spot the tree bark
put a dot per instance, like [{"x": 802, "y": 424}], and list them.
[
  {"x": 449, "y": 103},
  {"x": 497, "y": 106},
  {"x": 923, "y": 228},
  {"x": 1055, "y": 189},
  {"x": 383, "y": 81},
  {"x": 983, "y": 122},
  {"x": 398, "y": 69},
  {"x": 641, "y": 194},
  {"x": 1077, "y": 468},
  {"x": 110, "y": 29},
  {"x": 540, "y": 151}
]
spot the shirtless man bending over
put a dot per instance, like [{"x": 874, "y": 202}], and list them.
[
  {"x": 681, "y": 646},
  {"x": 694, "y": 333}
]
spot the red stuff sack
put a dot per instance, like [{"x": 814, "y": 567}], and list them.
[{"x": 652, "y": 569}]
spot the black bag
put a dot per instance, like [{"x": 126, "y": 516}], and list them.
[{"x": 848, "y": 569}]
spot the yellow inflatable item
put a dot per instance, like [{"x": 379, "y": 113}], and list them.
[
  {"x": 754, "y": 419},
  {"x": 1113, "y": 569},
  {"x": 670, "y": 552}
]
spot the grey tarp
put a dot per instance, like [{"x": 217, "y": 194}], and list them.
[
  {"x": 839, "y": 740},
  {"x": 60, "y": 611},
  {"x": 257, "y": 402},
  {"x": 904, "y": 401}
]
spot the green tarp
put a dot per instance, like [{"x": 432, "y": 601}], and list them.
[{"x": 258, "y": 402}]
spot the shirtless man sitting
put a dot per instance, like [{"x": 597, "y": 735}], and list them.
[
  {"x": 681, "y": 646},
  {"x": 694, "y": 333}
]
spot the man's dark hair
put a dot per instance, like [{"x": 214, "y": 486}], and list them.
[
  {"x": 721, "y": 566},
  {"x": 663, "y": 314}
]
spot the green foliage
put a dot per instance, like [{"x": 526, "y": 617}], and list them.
--------------------------------------------------
▶ PROBLEM REQUIREMENTS:
Please repeat all of the data above word for word, from the first line to the last.

▶ TASK RESPONSE:
spot the tree bark
put a dot per instance, like [{"x": 802, "y": 424}], and list them.
[
  {"x": 449, "y": 103},
  {"x": 497, "y": 106},
  {"x": 923, "y": 228},
  {"x": 1055, "y": 189},
  {"x": 383, "y": 81},
  {"x": 983, "y": 122},
  {"x": 398, "y": 69},
  {"x": 641, "y": 194},
  {"x": 1077, "y": 468},
  {"x": 110, "y": 29},
  {"x": 540, "y": 151}
]
spot the shirtless man bending over
put a dot per instance, like [{"x": 874, "y": 202}], and list them.
[
  {"x": 681, "y": 646},
  {"x": 694, "y": 333}
]
spot the red stuff sack
put a dot per instance, like [{"x": 814, "y": 567}], and list them.
[{"x": 652, "y": 569}]
spot the black bag
put a dot per instance, like [{"x": 126, "y": 516}], and list them.
[{"x": 848, "y": 569}]
spot the yellow inflatable item
put a dot per instance, like [{"x": 379, "y": 113}], and list them.
[
  {"x": 754, "y": 419},
  {"x": 1113, "y": 569},
  {"x": 670, "y": 552}
]
spot the grey tarp
put a dot per instance, like [{"x": 217, "y": 194}], and list them.
[
  {"x": 839, "y": 740},
  {"x": 60, "y": 611},
  {"x": 257, "y": 402},
  {"x": 904, "y": 401}
]
spot the green tarp
put a dot per instance, like [{"x": 432, "y": 601}], and list them.
[{"x": 258, "y": 402}]
spot the shirtless man sitting
put a dot per instance, like [{"x": 597, "y": 735}], and list them.
[
  {"x": 681, "y": 646},
  {"x": 694, "y": 333}
]
spot the man's dark hair
put a dot per instance, like [{"x": 214, "y": 486}], and list them.
[
  {"x": 721, "y": 566},
  {"x": 663, "y": 314}
]
spot the green foliage
put a dot per instance, like [{"x": 526, "y": 617}], and list them.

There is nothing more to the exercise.